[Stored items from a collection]
-----

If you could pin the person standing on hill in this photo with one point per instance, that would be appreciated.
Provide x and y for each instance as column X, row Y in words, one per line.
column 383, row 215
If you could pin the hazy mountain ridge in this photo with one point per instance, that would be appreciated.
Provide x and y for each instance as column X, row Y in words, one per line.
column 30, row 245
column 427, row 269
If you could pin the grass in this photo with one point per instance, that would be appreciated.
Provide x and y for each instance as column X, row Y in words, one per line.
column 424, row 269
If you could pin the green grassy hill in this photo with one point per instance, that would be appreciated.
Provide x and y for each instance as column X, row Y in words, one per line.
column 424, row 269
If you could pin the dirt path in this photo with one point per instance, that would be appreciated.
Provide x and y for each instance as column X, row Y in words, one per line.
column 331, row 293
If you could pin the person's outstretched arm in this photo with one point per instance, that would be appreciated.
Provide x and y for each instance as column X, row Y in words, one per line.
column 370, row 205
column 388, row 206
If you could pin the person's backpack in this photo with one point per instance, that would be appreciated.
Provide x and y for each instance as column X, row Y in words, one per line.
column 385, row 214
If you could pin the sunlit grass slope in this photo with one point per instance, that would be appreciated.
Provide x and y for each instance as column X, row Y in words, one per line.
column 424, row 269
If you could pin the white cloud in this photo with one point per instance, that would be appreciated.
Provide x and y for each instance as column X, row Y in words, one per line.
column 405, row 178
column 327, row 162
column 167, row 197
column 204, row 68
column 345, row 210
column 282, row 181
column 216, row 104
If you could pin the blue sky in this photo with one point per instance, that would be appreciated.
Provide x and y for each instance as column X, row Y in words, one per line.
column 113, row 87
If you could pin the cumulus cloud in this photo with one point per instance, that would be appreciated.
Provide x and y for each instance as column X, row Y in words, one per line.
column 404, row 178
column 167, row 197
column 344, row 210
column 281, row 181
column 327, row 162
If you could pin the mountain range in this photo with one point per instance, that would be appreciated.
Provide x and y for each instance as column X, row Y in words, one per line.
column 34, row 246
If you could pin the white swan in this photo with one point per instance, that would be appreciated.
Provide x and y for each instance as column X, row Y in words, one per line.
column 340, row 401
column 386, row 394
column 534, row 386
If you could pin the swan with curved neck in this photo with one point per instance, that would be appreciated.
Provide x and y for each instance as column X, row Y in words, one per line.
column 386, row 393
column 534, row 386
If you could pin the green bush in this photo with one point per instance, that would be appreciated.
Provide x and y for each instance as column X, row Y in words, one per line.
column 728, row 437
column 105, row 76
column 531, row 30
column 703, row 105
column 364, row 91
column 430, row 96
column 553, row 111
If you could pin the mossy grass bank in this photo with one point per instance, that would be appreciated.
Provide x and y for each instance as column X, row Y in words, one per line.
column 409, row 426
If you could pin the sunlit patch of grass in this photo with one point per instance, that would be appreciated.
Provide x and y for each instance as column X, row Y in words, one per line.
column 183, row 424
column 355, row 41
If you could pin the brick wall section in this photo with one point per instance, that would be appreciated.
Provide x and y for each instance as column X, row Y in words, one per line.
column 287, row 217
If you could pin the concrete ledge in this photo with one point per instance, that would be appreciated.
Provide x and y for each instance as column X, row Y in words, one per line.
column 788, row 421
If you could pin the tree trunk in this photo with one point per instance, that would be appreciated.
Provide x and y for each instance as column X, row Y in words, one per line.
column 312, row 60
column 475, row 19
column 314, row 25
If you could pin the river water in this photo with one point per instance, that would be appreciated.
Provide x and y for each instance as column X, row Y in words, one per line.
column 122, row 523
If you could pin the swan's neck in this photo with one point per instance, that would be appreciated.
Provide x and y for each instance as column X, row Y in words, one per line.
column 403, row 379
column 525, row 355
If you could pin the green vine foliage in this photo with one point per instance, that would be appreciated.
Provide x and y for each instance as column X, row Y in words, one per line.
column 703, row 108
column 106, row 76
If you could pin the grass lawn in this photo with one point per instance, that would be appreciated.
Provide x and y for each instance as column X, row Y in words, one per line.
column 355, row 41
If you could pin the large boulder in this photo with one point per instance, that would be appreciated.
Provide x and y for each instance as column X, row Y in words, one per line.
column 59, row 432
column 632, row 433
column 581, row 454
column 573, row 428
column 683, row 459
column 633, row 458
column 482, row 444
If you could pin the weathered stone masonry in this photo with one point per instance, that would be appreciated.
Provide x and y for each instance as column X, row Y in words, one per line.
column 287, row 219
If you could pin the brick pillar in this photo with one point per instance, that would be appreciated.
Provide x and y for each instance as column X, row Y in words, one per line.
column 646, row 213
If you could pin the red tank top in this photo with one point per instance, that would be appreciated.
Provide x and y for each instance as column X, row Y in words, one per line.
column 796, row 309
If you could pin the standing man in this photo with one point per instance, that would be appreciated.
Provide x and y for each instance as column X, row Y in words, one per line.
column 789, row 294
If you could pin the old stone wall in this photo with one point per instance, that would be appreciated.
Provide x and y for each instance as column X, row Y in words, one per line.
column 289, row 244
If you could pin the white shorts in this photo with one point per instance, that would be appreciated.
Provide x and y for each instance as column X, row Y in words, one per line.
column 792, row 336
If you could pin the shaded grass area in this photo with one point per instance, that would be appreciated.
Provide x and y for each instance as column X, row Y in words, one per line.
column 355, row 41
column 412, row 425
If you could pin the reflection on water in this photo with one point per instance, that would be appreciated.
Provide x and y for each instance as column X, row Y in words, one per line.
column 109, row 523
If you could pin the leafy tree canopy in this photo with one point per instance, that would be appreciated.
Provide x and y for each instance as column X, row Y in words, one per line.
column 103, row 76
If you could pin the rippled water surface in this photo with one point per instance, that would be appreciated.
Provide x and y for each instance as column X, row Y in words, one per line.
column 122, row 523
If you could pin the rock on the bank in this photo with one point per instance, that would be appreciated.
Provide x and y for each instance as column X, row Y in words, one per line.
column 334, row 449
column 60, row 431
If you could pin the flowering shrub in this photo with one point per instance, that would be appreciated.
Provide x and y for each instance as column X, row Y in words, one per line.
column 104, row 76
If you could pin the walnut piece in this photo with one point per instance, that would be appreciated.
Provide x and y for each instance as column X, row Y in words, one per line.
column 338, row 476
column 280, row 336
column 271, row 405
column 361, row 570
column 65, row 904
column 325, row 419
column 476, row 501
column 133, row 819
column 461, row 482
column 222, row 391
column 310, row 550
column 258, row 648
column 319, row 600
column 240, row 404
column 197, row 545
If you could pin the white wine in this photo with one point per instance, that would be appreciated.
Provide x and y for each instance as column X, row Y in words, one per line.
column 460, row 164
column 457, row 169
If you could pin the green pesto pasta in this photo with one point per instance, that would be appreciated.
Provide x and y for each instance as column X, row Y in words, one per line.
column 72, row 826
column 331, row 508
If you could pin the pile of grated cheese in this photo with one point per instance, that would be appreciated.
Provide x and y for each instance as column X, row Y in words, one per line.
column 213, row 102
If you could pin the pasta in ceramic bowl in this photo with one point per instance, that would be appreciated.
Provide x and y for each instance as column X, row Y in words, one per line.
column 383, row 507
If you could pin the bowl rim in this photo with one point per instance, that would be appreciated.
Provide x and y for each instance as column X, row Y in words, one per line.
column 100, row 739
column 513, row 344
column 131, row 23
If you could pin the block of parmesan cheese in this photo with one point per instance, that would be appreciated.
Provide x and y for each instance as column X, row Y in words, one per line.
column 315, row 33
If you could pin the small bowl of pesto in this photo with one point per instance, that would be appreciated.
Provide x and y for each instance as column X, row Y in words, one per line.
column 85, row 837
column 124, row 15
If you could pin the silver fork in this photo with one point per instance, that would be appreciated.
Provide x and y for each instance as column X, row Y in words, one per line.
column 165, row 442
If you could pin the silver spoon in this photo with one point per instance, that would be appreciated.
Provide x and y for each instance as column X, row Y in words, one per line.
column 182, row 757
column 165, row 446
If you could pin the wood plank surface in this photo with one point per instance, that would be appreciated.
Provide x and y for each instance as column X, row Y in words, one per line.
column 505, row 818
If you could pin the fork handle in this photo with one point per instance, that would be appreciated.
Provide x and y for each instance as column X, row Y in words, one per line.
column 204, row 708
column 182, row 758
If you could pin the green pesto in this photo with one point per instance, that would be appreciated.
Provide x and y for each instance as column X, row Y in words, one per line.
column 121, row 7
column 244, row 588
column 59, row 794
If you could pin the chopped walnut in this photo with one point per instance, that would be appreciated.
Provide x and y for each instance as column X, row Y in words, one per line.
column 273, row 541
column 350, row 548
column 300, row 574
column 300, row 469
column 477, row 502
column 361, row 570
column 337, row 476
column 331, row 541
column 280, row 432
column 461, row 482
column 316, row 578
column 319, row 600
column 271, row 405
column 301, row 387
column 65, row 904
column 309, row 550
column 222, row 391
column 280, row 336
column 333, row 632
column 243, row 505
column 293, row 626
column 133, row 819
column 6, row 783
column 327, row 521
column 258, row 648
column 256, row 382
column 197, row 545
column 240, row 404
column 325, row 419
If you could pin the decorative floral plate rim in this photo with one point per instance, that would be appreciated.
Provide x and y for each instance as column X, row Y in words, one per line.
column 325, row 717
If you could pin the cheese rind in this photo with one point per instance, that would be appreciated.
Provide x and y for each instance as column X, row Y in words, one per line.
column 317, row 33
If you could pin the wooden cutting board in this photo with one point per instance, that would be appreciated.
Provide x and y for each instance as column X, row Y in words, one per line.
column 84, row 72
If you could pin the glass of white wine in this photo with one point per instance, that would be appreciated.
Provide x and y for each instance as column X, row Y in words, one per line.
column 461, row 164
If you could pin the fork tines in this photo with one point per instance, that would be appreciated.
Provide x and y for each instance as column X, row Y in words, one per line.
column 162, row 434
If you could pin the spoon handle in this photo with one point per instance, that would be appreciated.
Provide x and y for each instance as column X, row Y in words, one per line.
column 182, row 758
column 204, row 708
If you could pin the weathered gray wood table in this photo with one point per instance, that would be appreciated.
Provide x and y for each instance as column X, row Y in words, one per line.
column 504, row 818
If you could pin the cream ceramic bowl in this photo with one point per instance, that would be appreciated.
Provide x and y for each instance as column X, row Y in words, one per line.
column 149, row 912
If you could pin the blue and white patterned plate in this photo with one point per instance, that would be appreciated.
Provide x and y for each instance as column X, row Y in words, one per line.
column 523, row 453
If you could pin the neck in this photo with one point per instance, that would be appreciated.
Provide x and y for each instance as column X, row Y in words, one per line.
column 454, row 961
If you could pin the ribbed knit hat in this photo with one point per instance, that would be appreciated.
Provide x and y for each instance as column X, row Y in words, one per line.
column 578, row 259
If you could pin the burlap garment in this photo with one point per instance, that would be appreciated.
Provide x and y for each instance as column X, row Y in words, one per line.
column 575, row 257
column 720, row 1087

-----

> **WHAT YOU HAVE TO DO**: Print exactly the lines above, starting at the line that contains "If you could pin the weathered gray" and ending with the last line of the records, both included.

> **RESPONSE TO THIS TASK**:
If you could pin the weathered gray wood table in this photo with one point per instance, that would be appreciated.
Provide x and y for each instance as column X, row Y in words, one per line.
column 504, row 818
If you could pin the cream ceramic bowl in this photo with one point per instance, that would be appreciated.
Provide x and y for each instance as column X, row Y in words, one per line.
column 149, row 912
If you could pin the blue and white patterned plate in this photo with one point per instance, that would be appreciated.
Provide x and y for each instance as column X, row Y in words, one per line.
column 523, row 453
If you could pin the neck in this photo with one point per instance, that would be appreciated.
Provide x and y for each instance as column X, row Y in words, one per line.
column 454, row 961
If you could pin the ribbed knit hat in this photo with one point per instance, that would be appreciated.
Provide x and y for each instance as column X, row Y in words, one per line.
column 578, row 259
If you could pin the burlap garment in this photo with one point per instance, that would be appreciated.
Provide x and y for each instance as column X, row Y in words, one per line.
column 575, row 257
column 720, row 1087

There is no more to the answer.